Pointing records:
--- begin ---

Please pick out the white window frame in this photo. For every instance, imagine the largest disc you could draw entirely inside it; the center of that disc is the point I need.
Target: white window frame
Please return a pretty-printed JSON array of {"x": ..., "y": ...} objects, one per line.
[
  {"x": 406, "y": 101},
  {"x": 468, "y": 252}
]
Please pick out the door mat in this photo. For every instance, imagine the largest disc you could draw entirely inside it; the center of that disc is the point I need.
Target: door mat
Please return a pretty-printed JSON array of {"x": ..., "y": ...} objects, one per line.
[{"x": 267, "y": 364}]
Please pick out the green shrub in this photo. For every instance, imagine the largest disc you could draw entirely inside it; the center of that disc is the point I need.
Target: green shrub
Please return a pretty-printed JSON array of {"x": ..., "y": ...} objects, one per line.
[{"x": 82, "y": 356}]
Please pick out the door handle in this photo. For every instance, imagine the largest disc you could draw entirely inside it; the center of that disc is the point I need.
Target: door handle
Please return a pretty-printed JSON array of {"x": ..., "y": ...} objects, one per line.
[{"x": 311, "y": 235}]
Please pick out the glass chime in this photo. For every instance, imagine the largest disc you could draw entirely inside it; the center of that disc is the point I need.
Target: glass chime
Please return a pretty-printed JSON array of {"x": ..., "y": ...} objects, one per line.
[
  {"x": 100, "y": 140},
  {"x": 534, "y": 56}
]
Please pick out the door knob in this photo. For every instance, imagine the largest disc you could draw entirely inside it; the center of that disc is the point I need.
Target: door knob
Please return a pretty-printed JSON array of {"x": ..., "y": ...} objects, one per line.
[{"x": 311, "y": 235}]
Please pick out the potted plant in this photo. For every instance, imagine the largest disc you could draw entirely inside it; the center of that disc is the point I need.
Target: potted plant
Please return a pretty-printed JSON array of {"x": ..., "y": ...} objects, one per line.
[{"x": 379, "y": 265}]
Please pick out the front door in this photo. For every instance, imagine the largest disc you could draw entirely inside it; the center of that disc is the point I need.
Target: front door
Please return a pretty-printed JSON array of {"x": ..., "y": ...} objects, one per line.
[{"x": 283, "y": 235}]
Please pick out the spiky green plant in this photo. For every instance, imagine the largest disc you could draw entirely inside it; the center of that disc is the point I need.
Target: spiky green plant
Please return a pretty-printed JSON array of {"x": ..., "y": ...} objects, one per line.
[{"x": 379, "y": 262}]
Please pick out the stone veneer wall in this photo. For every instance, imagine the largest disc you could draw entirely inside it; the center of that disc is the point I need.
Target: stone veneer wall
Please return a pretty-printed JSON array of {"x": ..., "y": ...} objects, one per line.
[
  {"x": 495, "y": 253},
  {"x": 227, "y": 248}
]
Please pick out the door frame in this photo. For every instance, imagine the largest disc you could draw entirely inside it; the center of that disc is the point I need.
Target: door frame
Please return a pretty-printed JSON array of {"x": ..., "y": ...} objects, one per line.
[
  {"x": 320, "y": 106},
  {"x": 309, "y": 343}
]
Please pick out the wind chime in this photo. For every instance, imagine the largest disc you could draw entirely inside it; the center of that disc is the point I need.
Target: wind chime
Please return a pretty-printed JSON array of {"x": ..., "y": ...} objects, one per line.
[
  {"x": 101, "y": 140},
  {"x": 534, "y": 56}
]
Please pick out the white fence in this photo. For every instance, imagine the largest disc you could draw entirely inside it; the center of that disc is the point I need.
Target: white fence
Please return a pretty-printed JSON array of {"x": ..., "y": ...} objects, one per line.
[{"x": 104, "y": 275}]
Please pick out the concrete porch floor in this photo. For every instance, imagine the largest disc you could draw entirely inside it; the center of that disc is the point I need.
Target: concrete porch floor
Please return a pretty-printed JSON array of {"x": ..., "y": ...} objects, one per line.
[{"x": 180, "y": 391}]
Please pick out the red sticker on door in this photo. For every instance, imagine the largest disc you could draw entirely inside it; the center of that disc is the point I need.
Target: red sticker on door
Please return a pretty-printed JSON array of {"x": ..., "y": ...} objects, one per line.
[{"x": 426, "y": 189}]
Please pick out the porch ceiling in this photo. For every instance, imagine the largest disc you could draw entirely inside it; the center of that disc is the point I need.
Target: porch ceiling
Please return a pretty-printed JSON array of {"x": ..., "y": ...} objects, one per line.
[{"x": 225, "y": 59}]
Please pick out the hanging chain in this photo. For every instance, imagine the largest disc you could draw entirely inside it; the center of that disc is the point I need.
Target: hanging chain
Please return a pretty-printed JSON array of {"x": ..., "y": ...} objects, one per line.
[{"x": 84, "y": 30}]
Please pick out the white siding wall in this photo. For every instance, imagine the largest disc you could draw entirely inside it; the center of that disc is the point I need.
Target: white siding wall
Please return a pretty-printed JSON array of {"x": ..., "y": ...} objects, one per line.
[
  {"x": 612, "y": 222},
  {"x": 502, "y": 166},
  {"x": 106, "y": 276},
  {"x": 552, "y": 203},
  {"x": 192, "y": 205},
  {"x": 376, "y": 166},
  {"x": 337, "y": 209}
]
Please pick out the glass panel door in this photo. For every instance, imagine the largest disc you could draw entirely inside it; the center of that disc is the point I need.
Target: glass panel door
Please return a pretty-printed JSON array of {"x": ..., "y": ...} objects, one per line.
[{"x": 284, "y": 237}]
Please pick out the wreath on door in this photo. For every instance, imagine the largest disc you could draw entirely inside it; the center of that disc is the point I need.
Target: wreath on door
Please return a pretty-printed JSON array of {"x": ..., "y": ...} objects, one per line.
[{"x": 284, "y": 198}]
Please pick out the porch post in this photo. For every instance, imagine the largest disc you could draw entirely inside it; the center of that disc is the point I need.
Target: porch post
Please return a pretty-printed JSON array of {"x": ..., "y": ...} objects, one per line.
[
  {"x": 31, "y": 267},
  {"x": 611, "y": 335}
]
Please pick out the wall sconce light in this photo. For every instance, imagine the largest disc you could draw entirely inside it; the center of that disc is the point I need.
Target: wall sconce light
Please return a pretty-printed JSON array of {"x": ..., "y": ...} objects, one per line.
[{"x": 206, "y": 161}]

--- end ---

> **The exercise**: Find the line with "Please pick out the wall" in the listing above, then write out that line and each remaining line exactly, with no other text.

> **Completed exercise**:
Please pick out the wall sconce light in this photo. For every instance, imagine the largest disc you could draw entirely inside it; the center of that disc is the point I need.
Target: wall sconce light
Please return a pretty-printed JSON array of {"x": ..., "y": ...} objects, one per line.
[{"x": 206, "y": 161}]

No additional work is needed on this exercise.